**Exercise brief:**
Your answer should be one number: how many lines below hold the word "tiger".

-- Opening Marker --

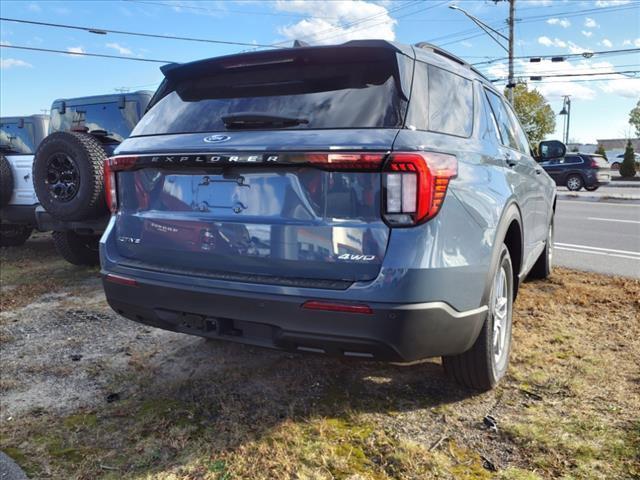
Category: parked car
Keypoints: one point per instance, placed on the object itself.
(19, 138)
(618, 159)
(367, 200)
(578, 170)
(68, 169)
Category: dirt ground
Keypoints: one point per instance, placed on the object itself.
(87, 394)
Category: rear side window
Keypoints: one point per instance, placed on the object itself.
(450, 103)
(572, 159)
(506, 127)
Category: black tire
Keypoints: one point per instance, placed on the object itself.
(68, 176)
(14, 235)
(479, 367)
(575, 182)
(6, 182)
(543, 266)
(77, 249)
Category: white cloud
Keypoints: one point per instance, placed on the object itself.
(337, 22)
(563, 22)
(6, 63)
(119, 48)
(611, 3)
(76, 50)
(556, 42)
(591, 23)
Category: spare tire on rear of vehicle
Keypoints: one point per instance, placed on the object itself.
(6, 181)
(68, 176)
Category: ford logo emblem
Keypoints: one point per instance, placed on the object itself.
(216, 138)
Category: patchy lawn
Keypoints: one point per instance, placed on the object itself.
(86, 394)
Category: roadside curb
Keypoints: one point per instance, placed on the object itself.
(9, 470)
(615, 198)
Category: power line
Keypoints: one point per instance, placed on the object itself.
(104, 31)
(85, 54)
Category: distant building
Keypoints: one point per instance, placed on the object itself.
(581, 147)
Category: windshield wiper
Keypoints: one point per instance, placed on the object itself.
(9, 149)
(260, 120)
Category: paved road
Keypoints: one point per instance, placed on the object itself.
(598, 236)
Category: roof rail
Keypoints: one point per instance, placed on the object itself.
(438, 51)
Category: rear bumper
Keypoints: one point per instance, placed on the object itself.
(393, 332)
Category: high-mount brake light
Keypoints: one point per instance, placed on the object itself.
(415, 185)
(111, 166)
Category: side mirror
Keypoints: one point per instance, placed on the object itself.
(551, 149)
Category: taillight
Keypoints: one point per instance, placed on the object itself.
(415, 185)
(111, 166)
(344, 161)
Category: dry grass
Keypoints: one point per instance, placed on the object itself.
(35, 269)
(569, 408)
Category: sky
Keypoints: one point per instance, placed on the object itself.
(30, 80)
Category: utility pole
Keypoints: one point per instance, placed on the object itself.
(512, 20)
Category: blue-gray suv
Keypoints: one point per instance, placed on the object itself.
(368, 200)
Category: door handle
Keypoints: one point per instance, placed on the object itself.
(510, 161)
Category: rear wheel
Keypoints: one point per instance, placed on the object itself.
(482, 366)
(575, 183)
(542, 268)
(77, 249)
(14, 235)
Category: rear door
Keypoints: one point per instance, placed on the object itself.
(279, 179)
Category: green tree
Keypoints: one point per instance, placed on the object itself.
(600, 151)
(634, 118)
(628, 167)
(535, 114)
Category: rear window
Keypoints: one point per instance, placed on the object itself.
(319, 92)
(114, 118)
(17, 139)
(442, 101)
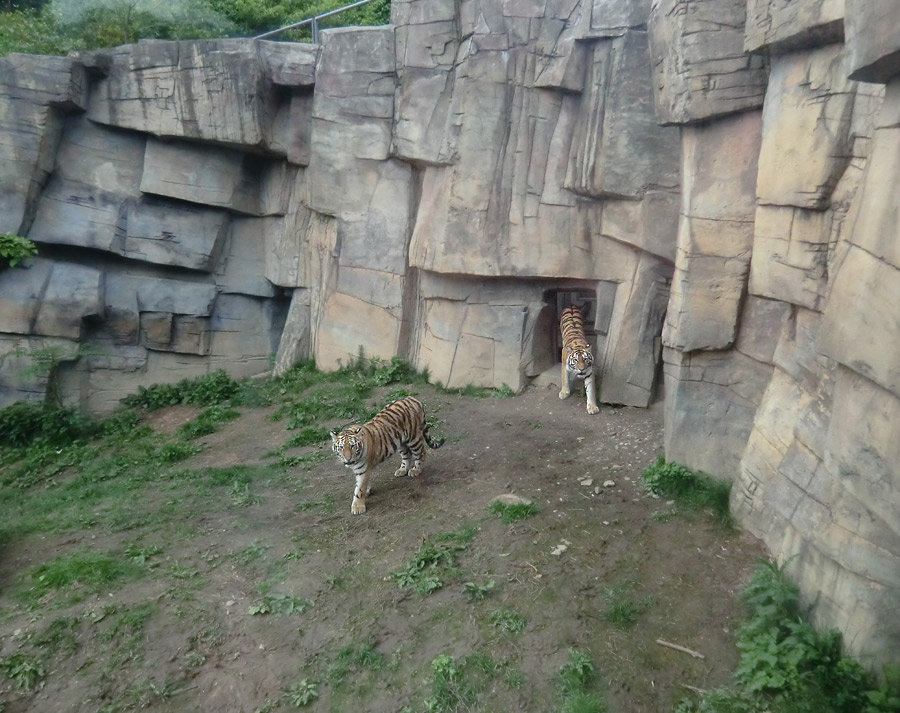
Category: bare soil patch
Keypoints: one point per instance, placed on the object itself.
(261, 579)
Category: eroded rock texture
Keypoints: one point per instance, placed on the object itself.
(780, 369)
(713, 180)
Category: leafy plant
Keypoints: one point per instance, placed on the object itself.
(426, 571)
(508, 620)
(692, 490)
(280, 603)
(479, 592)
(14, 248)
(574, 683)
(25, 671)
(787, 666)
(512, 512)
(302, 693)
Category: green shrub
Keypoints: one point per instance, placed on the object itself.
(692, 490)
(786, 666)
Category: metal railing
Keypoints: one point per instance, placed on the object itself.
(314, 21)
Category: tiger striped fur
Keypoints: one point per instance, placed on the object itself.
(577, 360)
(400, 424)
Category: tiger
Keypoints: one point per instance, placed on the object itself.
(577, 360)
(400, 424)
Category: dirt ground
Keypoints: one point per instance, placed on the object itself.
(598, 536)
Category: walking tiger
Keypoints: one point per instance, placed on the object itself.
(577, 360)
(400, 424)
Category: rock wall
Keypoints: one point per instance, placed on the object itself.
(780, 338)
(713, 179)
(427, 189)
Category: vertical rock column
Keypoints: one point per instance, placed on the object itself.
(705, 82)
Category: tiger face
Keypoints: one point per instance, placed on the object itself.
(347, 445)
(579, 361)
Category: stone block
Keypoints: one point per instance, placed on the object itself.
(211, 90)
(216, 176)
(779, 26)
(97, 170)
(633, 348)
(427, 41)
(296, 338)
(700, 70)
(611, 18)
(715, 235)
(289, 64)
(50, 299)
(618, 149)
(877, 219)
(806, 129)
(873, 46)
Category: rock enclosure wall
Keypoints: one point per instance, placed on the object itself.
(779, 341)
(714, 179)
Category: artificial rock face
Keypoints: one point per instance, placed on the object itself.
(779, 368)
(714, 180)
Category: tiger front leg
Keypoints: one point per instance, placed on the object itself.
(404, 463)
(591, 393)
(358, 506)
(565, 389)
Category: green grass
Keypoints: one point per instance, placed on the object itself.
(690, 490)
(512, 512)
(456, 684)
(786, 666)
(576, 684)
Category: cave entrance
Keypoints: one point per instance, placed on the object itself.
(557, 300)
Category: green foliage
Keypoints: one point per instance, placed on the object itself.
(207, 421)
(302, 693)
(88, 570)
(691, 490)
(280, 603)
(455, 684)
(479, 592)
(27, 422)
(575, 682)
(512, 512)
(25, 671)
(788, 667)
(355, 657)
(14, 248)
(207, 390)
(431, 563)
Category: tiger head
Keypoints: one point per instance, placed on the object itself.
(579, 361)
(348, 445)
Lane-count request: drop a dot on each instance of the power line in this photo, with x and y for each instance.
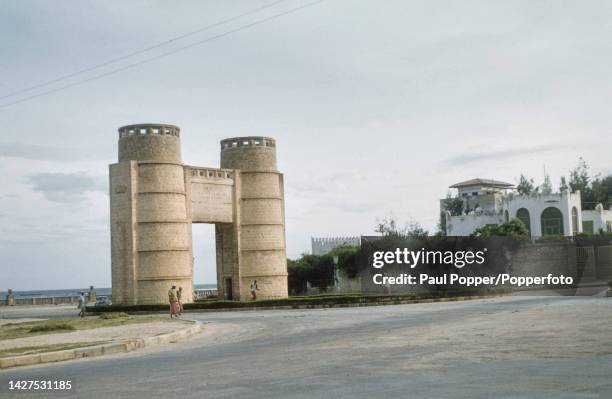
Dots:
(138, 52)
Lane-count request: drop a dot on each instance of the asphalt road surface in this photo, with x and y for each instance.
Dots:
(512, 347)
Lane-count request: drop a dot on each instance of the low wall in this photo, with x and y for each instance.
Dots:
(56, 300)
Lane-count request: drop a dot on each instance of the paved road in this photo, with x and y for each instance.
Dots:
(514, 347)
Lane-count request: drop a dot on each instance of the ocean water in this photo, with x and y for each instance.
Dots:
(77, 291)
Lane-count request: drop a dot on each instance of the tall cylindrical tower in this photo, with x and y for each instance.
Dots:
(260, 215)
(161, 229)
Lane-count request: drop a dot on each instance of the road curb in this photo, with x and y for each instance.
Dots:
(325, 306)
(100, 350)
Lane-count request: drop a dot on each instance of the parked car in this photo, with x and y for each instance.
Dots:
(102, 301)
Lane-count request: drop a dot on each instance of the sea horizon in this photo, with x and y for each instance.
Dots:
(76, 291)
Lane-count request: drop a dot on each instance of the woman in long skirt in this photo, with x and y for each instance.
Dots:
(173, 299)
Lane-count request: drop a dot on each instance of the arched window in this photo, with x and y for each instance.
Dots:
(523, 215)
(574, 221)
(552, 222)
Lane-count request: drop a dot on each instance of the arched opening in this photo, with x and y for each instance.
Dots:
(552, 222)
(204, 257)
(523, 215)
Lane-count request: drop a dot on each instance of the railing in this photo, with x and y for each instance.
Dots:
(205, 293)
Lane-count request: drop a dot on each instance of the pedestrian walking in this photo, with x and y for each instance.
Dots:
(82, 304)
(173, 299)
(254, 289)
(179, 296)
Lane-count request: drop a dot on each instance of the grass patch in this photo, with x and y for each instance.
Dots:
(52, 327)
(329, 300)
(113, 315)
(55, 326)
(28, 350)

-- Closing Marker --

**Exercise answer:**
6